=== TEXT FOR ANALYSIS ===
-- Opening Marker --
So yeah, it's scary, frustrating, and annoying, but at the end of the day it is what it is and we're going to have to deal with it.  But I think I'm done with issues now!  We've had our share, so it would be nice to be left to our devices and not have any more surprises...


Sunday, April 21, 2013

Introducing Austin Riley Taylor - born April 10, 2013

We made it!!  Austin Riley Taylor was born April 10, 2013 at 3.21pm.  He was 6lb7oz.  After 15 hours of labour (!) and an attempt at a natural birth, he ended up being born by c-section.



It's been a 11 days and the time has passed so quickly, yet so slowly.  Feeding is going well, but the nights are so, so hard.  I'm in a state of delirium, really.  Neil has not been adjusting well, having several fits a day and it's been really hard.
-- Closing Marker --
=== STORED DATA ===
-- Opening Marker --
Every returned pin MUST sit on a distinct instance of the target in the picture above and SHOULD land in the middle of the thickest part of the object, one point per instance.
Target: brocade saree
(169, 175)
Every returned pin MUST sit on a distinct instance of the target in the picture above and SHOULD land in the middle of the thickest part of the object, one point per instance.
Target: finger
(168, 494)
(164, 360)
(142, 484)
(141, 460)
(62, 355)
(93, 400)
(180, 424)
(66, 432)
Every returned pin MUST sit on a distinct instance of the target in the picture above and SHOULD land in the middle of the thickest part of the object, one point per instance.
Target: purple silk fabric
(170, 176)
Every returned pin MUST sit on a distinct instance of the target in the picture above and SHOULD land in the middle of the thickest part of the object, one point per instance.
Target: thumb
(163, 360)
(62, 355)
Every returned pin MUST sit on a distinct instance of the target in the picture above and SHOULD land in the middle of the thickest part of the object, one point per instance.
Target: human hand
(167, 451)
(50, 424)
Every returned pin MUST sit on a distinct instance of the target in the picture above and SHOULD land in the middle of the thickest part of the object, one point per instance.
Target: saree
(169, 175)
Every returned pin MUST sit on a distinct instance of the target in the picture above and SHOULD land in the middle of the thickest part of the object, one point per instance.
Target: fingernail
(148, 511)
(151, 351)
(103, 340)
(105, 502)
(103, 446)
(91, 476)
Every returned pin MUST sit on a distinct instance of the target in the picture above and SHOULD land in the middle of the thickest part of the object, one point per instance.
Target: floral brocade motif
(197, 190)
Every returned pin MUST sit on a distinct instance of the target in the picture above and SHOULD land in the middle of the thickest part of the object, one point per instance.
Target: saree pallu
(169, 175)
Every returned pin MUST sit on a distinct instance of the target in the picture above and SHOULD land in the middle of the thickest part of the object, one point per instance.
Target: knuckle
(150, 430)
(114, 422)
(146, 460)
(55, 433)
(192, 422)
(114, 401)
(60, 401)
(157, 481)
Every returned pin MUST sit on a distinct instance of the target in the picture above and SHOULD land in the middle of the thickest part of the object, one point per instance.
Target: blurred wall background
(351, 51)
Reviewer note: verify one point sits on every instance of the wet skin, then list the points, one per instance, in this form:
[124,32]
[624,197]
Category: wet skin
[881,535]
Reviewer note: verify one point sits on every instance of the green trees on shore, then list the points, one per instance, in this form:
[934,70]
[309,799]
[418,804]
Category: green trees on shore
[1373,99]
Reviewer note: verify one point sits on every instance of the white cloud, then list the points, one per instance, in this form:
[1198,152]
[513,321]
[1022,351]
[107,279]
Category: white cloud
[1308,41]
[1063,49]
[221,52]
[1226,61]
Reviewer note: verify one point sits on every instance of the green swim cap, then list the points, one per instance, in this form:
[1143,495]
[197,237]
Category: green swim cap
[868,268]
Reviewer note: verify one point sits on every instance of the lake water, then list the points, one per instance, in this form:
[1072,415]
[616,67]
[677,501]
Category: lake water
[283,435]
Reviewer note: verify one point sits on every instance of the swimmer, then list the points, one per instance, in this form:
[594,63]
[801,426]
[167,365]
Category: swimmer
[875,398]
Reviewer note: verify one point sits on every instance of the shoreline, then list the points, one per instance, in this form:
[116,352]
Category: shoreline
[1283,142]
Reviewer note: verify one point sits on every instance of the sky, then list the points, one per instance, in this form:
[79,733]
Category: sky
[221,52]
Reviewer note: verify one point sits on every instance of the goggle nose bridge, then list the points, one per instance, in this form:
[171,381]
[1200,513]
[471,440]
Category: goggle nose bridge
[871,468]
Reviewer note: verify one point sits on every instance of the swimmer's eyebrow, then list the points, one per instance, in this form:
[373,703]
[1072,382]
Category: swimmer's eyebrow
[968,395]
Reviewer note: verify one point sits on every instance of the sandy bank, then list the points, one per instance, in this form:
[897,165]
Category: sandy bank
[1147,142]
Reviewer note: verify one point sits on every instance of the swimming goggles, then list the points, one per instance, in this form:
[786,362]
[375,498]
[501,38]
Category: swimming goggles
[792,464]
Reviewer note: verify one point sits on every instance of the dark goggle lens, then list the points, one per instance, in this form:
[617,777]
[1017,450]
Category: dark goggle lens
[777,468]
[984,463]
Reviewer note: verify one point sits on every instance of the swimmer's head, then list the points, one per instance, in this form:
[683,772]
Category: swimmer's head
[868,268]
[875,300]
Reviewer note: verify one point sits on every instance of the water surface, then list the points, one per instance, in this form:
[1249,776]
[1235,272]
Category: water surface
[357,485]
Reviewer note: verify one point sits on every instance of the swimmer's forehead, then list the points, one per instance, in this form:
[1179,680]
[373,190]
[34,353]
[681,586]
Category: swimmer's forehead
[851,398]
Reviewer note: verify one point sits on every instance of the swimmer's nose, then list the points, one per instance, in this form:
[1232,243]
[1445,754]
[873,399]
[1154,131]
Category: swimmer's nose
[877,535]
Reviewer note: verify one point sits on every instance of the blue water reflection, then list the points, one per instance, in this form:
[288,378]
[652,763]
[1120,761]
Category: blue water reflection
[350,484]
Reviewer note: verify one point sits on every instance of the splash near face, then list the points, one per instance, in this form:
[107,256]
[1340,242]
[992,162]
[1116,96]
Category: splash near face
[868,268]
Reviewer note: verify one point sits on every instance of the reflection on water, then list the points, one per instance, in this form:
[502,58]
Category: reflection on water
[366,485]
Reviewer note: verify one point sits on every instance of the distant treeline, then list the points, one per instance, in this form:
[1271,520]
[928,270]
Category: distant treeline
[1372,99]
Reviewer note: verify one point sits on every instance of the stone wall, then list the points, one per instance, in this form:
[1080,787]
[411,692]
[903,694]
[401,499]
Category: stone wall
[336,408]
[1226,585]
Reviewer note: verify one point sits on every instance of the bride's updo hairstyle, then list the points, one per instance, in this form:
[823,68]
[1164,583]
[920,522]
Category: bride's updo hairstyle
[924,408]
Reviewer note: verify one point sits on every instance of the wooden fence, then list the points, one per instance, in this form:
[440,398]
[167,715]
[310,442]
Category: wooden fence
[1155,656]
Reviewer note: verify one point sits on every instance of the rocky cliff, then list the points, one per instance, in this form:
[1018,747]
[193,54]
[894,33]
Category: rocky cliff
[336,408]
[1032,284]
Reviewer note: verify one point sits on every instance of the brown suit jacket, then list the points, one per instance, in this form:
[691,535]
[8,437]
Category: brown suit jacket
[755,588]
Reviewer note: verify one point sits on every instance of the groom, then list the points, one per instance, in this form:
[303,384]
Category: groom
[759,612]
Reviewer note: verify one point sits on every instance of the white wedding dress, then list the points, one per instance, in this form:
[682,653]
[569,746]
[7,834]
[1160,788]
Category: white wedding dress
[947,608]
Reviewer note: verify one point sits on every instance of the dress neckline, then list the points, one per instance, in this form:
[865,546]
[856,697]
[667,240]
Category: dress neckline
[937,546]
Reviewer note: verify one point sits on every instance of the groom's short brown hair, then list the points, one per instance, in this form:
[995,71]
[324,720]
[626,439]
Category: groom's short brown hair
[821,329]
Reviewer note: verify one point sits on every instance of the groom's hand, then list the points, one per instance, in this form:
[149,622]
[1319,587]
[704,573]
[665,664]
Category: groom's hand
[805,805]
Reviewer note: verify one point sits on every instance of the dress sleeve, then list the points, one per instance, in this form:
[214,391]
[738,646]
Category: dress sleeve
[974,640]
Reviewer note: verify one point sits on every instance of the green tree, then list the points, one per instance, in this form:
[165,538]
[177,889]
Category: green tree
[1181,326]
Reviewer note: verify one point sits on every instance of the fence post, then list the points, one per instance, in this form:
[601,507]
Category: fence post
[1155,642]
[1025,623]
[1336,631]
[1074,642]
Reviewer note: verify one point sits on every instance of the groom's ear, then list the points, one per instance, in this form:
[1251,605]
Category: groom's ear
-- Closing Marker --
=== TRY IT ===
Copy out the blog text above about Austin Riley Taylor's birth word for word, from start to finish.

=== COMPLETED EXERCISE ===
So yeah, it's scary, frustrating, and annoying, but at the end of the day it is what it is and we're going to have to deal with it.  But I think I'm done with issues now!  We've had our share, so it would be nice to be left to our devices and not have any more surprises...


Sunday, April 21, 2013

Introducing Austin Riley Taylor - born April 10, 2013

We made it!!  Austin Riley Taylor was born April 10, 2013 at 3.21pm.  He was 6lb7oz.  After 15 hours of labour (!) and an attempt at a natural birth, he ended up being born by c-section.



It's been a 11 days and the time has passed so quickly, yet so slowly.  Feeding is going well, but the nights are so, so hard.  I'm in a state of delirium, really.  Neil has not been adjusting well, having several fits a day and it's been really hard.